In the post on ELSS funds below, which section sets the Rs 1.5 lakh limit for tax-saving investments?

■ Provided text ■
>> Begin
Friday, September 30, 2016

Prajna Capital

Prajna Capital


Advantages of ELSS funds

Posted: 30 Sep 2016 04:50 AM PDT

 

ELSS funds are an advantageous way to use the Rs 1.5 lakh limit for tax saving investments under Section 80C

 

 The Many Advantages of ELSS Funds

Under Indian tax laws, savers have a complete range of tax saving instruments available to them. And yet, individuals often take sub-optimal investment decisions with their tax-saving investments. Deposits with long lock-ins that hardly pay anything more than inflation; insurance schemes that eat away a lot of the gains in agent commissions; Equity linked Savings Schemes (ELSS) of mutual funds chosen with scant regard to performance track-records--all these (and more) are often seen when it comes to tax-saving investments.
 
 

Why does this happen? One common reason is that there is a confusion of goals between saving tax and making investments. The typical investor makes this decision either in late March under the duress of having the deadline slip by, or under intense pressure by a salesman who drives home the fact that time is running out. At the end of the day, we make suboptimal investment decisions and when they ever realise it, they console themselves by saying that that at least they got tax benefits for the investments.
>> End
■ Recorded data ■
>> Begin
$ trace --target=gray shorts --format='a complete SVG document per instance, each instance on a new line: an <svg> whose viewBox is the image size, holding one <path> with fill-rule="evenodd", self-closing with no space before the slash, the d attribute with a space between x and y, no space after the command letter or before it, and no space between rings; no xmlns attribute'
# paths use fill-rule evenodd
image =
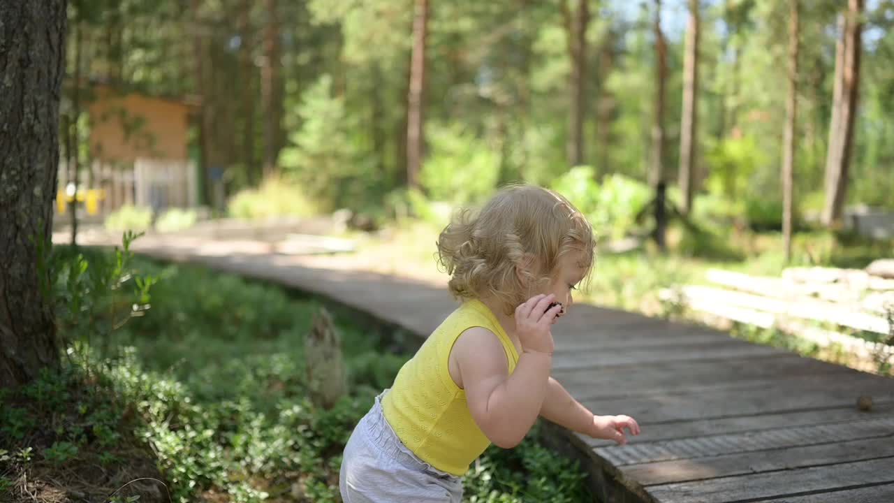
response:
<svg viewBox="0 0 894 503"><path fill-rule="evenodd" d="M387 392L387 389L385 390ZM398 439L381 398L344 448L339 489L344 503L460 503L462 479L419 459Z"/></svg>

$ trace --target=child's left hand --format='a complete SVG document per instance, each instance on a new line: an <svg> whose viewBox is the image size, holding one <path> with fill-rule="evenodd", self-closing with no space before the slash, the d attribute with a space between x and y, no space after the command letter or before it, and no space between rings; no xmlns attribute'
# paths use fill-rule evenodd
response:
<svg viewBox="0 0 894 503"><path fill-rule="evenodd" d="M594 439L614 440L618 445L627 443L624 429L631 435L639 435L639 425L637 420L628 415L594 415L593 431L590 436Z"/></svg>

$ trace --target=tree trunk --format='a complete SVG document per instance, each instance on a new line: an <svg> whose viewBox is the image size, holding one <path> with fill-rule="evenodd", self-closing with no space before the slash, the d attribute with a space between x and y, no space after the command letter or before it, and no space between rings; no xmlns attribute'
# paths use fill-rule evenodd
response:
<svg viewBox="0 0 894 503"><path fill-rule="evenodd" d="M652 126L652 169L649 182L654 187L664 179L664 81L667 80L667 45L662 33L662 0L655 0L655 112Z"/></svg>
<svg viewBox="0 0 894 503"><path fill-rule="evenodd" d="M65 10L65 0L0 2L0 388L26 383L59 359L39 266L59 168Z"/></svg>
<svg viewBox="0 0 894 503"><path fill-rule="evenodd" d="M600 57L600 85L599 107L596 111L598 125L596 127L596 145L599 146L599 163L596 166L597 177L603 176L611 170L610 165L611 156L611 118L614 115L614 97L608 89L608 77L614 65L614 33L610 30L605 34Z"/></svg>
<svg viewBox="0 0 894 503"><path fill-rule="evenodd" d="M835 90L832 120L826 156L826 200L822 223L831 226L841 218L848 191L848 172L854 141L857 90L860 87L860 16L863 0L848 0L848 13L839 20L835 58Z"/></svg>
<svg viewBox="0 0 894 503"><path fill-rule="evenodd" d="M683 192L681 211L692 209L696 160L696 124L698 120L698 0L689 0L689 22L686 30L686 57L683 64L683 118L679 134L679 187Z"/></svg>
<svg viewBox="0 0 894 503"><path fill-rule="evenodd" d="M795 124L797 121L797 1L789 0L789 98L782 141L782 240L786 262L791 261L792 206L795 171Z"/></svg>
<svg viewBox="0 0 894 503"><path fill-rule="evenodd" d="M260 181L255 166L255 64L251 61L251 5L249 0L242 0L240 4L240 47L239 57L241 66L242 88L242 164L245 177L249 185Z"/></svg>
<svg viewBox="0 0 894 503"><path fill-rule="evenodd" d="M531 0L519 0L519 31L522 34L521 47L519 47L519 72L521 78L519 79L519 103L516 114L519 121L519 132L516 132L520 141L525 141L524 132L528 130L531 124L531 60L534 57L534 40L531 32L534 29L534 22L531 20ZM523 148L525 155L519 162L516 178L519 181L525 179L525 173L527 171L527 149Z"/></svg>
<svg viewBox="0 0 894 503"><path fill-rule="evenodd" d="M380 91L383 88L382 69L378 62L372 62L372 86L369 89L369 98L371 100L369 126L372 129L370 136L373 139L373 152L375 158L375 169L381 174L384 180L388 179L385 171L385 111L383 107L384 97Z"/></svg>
>> End
■ Complete answer ■
Section 80C